--- THE TASK ---
Each line must appear in the answer exactly as it does in the data.

[Stored data entries]

•••

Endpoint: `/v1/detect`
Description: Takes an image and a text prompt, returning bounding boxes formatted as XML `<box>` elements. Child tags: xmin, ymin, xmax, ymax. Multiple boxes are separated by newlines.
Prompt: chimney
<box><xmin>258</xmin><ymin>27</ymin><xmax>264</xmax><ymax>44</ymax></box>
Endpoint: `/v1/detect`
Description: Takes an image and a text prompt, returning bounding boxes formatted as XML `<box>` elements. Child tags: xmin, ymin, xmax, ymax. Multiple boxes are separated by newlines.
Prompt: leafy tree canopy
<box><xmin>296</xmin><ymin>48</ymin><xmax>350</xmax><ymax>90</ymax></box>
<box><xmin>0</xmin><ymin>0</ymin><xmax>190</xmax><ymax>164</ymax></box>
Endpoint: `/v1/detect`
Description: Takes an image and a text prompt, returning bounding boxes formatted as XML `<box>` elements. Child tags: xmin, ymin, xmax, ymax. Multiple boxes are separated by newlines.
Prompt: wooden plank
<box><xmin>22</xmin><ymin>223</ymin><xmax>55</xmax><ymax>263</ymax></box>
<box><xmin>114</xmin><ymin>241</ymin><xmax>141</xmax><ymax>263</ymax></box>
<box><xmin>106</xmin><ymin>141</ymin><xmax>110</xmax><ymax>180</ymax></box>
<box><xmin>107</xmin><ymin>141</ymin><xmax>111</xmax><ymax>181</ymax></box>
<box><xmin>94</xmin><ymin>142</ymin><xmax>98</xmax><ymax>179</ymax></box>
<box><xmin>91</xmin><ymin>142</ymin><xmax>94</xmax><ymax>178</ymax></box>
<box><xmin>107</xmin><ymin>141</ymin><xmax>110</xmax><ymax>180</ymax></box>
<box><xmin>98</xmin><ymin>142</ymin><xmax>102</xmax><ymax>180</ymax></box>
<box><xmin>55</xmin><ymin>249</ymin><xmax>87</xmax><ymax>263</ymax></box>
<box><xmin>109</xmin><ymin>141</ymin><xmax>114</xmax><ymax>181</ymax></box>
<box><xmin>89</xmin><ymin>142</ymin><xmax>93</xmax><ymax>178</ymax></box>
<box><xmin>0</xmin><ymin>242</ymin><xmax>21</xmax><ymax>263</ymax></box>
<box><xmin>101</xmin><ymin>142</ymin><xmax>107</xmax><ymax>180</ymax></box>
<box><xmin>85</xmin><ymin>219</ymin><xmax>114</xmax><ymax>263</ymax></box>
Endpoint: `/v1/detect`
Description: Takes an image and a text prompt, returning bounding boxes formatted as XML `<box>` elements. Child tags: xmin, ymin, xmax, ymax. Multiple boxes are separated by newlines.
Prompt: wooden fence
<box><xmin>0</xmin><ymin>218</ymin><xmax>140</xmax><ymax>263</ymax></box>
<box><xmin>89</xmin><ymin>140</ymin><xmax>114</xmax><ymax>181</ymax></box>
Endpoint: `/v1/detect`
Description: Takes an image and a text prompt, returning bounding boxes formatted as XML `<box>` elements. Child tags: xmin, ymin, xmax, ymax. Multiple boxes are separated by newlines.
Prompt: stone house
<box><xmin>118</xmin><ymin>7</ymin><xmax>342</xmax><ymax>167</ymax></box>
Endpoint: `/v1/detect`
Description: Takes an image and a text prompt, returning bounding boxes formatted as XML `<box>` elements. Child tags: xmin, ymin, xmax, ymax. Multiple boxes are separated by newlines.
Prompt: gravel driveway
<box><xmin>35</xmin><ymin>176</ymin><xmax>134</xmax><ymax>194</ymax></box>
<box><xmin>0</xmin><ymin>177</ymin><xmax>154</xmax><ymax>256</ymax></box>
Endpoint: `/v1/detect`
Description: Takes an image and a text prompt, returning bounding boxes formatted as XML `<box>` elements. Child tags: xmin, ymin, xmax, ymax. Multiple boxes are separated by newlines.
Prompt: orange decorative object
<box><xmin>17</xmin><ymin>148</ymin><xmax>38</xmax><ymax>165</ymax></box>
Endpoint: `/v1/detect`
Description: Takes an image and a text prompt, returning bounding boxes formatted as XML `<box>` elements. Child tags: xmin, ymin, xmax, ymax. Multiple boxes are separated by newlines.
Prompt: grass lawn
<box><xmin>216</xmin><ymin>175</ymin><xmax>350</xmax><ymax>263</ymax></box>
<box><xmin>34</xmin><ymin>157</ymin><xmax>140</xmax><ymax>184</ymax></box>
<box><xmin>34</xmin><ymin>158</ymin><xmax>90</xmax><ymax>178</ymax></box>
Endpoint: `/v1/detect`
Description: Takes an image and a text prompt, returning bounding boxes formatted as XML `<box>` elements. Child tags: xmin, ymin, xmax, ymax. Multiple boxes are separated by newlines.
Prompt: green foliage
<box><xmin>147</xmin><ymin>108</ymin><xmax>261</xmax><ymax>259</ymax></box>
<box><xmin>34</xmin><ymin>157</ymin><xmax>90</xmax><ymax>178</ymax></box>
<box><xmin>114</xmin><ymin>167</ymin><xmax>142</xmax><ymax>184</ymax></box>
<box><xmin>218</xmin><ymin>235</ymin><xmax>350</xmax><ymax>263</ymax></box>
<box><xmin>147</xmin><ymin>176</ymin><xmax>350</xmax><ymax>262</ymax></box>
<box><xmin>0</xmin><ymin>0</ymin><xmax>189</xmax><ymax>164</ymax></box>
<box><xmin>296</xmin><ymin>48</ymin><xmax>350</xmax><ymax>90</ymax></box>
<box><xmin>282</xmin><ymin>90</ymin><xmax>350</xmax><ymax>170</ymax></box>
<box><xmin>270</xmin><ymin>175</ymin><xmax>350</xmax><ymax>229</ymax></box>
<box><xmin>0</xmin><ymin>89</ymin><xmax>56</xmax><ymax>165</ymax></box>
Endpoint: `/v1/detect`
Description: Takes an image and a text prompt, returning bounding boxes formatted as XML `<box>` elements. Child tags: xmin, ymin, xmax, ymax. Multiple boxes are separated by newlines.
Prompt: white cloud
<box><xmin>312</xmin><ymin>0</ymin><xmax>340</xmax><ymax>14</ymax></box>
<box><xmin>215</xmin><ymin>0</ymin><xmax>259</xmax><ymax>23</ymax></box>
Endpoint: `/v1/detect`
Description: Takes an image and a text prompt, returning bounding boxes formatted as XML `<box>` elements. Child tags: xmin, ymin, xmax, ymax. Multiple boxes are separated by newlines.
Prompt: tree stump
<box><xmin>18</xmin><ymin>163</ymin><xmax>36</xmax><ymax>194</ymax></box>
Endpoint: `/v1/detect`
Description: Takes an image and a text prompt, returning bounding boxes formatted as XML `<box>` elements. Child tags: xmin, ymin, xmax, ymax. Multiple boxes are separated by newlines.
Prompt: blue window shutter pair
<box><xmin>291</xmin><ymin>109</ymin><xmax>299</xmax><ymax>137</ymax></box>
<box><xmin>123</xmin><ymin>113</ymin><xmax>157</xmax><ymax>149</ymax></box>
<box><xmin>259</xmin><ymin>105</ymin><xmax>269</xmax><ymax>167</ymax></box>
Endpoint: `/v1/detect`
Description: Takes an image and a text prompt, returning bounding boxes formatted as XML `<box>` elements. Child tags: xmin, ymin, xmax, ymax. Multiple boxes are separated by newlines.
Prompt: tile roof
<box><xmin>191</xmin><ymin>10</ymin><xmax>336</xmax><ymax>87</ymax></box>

•••

--- REPLY ---
Endpoint: `/v1/detect`
Description: Takes an image and a text prompt, returning bounding boxes formatted as XML `<box>` elements. Child tags: xmin, ymin, xmax, ymax. Multiple boxes are separated by newlines.
Prompt: chimney
<box><xmin>258</xmin><ymin>27</ymin><xmax>264</xmax><ymax>44</ymax></box>
Endpoint: `/v1/detect`
Description: Takes an image and a text prompt, returning bounding boxes formatted as XML `<box>` elements. Child tags: xmin, ymin, xmax, ymax. Multiple boxes are separated by newlines.
Prompt: leafy tree canopy
<box><xmin>296</xmin><ymin>48</ymin><xmax>350</xmax><ymax>90</ymax></box>
<box><xmin>0</xmin><ymin>0</ymin><xmax>190</xmax><ymax>164</ymax></box>
Endpoint: `/v1/detect`
Description: Takes an image and a text prompt, returning bounding boxes formatted as XML `<box>` elements. Child tags: xmin, ymin, xmax, ymax. Multiple boxes are separated by newlines.
Prompt: wooden plank
<box><xmin>22</xmin><ymin>223</ymin><xmax>55</xmax><ymax>263</ymax></box>
<box><xmin>114</xmin><ymin>241</ymin><xmax>141</xmax><ymax>263</ymax></box>
<box><xmin>106</xmin><ymin>141</ymin><xmax>110</xmax><ymax>180</ymax></box>
<box><xmin>107</xmin><ymin>141</ymin><xmax>111</xmax><ymax>181</ymax></box>
<box><xmin>94</xmin><ymin>142</ymin><xmax>98</xmax><ymax>179</ymax></box>
<box><xmin>91</xmin><ymin>142</ymin><xmax>94</xmax><ymax>178</ymax></box>
<box><xmin>107</xmin><ymin>141</ymin><xmax>110</xmax><ymax>180</ymax></box>
<box><xmin>98</xmin><ymin>142</ymin><xmax>102</xmax><ymax>180</ymax></box>
<box><xmin>55</xmin><ymin>249</ymin><xmax>87</xmax><ymax>263</ymax></box>
<box><xmin>109</xmin><ymin>141</ymin><xmax>114</xmax><ymax>181</ymax></box>
<box><xmin>89</xmin><ymin>142</ymin><xmax>93</xmax><ymax>178</ymax></box>
<box><xmin>0</xmin><ymin>242</ymin><xmax>21</xmax><ymax>263</ymax></box>
<box><xmin>101</xmin><ymin>142</ymin><xmax>107</xmax><ymax>180</ymax></box>
<box><xmin>85</xmin><ymin>219</ymin><xmax>114</xmax><ymax>263</ymax></box>
Endpoint: `/v1/detect`
Description: Takes an image and a text prompt, returning bounding boxes formatted as XML `<box>` elements. Child tags: xmin, ymin, xmax, ymax. Multiple boxes are separated by newlines.
Prompt: wooden fence
<box><xmin>0</xmin><ymin>218</ymin><xmax>140</xmax><ymax>263</ymax></box>
<box><xmin>89</xmin><ymin>140</ymin><xmax>114</xmax><ymax>181</ymax></box>
Endpoint: `/v1/detect`
Description: Takes an image and a text prompt, returning bounding boxes formatted as XML `<box>` elements. Child tags: xmin, ymin, xmax, ymax. Multiple boxes are separated by newlines.
Prompt: stone house
<box><xmin>118</xmin><ymin>7</ymin><xmax>342</xmax><ymax>167</ymax></box>
Endpoint: `/v1/detect`
Description: Takes an image and a text prompt, returning bounding boxes formatted as XML `<box>` elements. Child tags: xmin, ymin, xmax, ymax. Multiple boxes are separated by newlines.
Prompt: gravel driveway
<box><xmin>35</xmin><ymin>176</ymin><xmax>134</xmax><ymax>194</ymax></box>
<box><xmin>0</xmin><ymin>177</ymin><xmax>154</xmax><ymax>256</ymax></box>
Endpoint: `/v1/detect`
Description: Takes an image and a text prompt, returning bounding boxes formatted as XML `<box>` elements. Child tags: xmin, ymin, xmax, ymax. Multiple boxes are separated by newlines.
Prompt: orange decorative object
<box><xmin>17</xmin><ymin>148</ymin><xmax>38</xmax><ymax>165</ymax></box>
Endpoint: `/v1/detect`
Description: Takes an image and a text prompt, returning bounding boxes formatted as XML `<box>` elements. Child tags: xmin, ymin, xmax, ymax. Multiple boxes are separated by newlines.
Prompt: grass lawn
<box><xmin>216</xmin><ymin>175</ymin><xmax>350</xmax><ymax>263</ymax></box>
<box><xmin>34</xmin><ymin>157</ymin><xmax>140</xmax><ymax>184</ymax></box>
<box><xmin>34</xmin><ymin>158</ymin><xmax>90</xmax><ymax>178</ymax></box>
Endpoint: `/v1/detect`
Description: Takes an image and a text prompt, returning bounding boxes formatted as XML `<box>` elements. Child tags: xmin, ymin, xmax, ymax. Multiple boxes are separated by newlines.
Prompt: green foliage
<box><xmin>147</xmin><ymin>108</ymin><xmax>261</xmax><ymax>259</ymax></box>
<box><xmin>34</xmin><ymin>157</ymin><xmax>90</xmax><ymax>178</ymax></box>
<box><xmin>114</xmin><ymin>167</ymin><xmax>142</xmax><ymax>184</ymax></box>
<box><xmin>218</xmin><ymin>235</ymin><xmax>350</xmax><ymax>263</ymax></box>
<box><xmin>147</xmin><ymin>176</ymin><xmax>350</xmax><ymax>262</ymax></box>
<box><xmin>0</xmin><ymin>0</ymin><xmax>189</xmax><ymax>164</ymax></box>
<box><xmin>296</xmin><ymin>48</ymin><xmax>350</xmax><ymax>90</ymax></box>
<box><xmin>282</xmin><ymin>90</ymin><xmax>350</xmax><ymax>170</ymax></box>
<box><xmin>270</xmin><ymin>175</ymin><xmax>350</xmax><ymax>229</ymax></box>
<box><xmin>0</xmin><ymin>89</ymin><xmax>56</xmax><ymax>165</ymax></box>
Endpoint: `/v1/detect`
Description: Takes an image and a text prompt, returning bounding boxes formatted as XML `<box>` elements. Child tags: xmin, ymin, xmax, ymax. Multiple boxes are separated by newlines.
Prompt: white cloud
<box><xmin>312</xmin><ymin>0</ymin><xmax>340</xmax><ymax>14</ymax></box>
<box><xmin>215</xmin><ymin>0</ymin><xmax>259</xmax><ymax>23</ymax></box>
Endpoint: `/v1/detect`
Description: Takes an image and a text prompt, returning bounding boxes formatted as XML `<box>` elements. Child tags: xmin, ymin, xmax, ymax. Multiple boxes are separated by newlines.
Prompt: tree stump
<box><xmin>18</xmin><ymin>163</ymin><xmax>36</xmax><ymax>194</ymax></box>
Endpoint: `/v1/detect`
Description: Takes an image and a text prompt, returning bounding boxes formatted as XML `<box>` elements. Child tags: xmin, ymin, xmax, ymax. Multiple boxes are separated by newlines.
Prompt: blue window shutter pair
<box><xmin>291</xmin><ymin>109</ymin><xmax>299</xmax><ymax>137</ymax></box>
<box><xmin>123</xmin><ymin>113</ymin><xmax>157</xmax><ymax>149</ymax></box>
<box><xmin>259</xmin><ymin>105</ymin><xmax>269</xmax><ymax>167</ymax></box>
Endpoint: `/v1/detect`
Description: Takes an image and a text prompt, returning bounding boxes formatted as XML `<box>` elements. Child tags: xmin, ymin, xmax, ymax. Multiple boxes are separated by newlines.
Prompt: tile roof
<box><xmin>191</xmin><ymin>10</ymin><xmax>336</xmax><ymax>87</ymax></box>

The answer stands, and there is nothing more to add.